* _Source_:
-- BEGIN --

Edge Cases: When a County Switch Might Genuinely Make Sense

There are a small number of scenarios where a Westchester-designated LLC owner might genuinely want to switch the LLC's county to Albany — independent of the publication question. These are uncommon, and in every case the trigger is something other than satisfying §206.

Scenario 1: The Owner Is Relocating to Albany (or Already Operates There)

If the LLC's business has actually moved — the owner has relocated, the business is now physically operated from Albany, the office address there is real — then updating the LLC's county designation to match reality is a routine and appropriate filing. In that case, the switch reflects business truth, not publication economics. Publication then naturally follows the new (truthful) designation.

Scenario 2: The Owner Specifically Wants Albany for Unrelated Reasons

Some owners deliberately want their LLC's official county to be Albany (or another county) for reasons unrelated to publication — for example, to align with a business partner's address, to coordinate with a multi-state holding-company structure, or because the owner simply prefers the administrative simplicity of one specific county. If that's the customer's explicit, considered decision, the §211-A filing is the right mechanism.

-- END --

* _Objective_:
Please transcribe, word for word, the stretch of the passage on switching an LLC's county that opens with the words "There are a" and closes with "than satisfying §206.".

* _Record list_:
-- BEGIN --

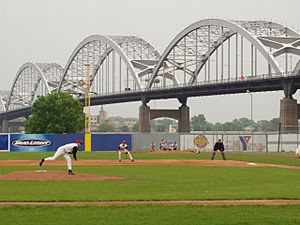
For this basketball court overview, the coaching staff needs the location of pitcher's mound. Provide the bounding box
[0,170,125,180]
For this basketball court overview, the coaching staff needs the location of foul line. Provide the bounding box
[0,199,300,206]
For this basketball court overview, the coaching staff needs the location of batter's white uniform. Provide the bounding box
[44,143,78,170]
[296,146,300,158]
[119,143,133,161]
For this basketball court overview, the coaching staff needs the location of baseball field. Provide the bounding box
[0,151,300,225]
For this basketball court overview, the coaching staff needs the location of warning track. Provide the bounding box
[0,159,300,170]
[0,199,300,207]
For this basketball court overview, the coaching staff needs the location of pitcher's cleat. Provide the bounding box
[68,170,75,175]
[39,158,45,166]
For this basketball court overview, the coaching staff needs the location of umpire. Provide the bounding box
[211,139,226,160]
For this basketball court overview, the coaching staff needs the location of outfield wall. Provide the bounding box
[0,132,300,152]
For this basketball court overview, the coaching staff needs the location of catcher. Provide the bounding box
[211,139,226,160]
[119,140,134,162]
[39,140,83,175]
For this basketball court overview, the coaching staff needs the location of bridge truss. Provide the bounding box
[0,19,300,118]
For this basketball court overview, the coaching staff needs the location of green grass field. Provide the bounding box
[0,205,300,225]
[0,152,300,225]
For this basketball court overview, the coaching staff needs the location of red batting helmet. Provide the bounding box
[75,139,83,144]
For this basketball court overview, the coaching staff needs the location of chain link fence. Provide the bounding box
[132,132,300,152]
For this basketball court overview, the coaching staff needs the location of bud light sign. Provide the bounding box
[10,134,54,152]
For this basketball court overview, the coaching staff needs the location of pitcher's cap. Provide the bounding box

-- END --

* _Answer to the problem_:
There are a small number of scenarios where a Westchester-designated LLC owner might genuinely want to switch the LLC's county to Albany — independent of the publication question. These are uncommon, and in every case the trigger is something other than satisfying §206.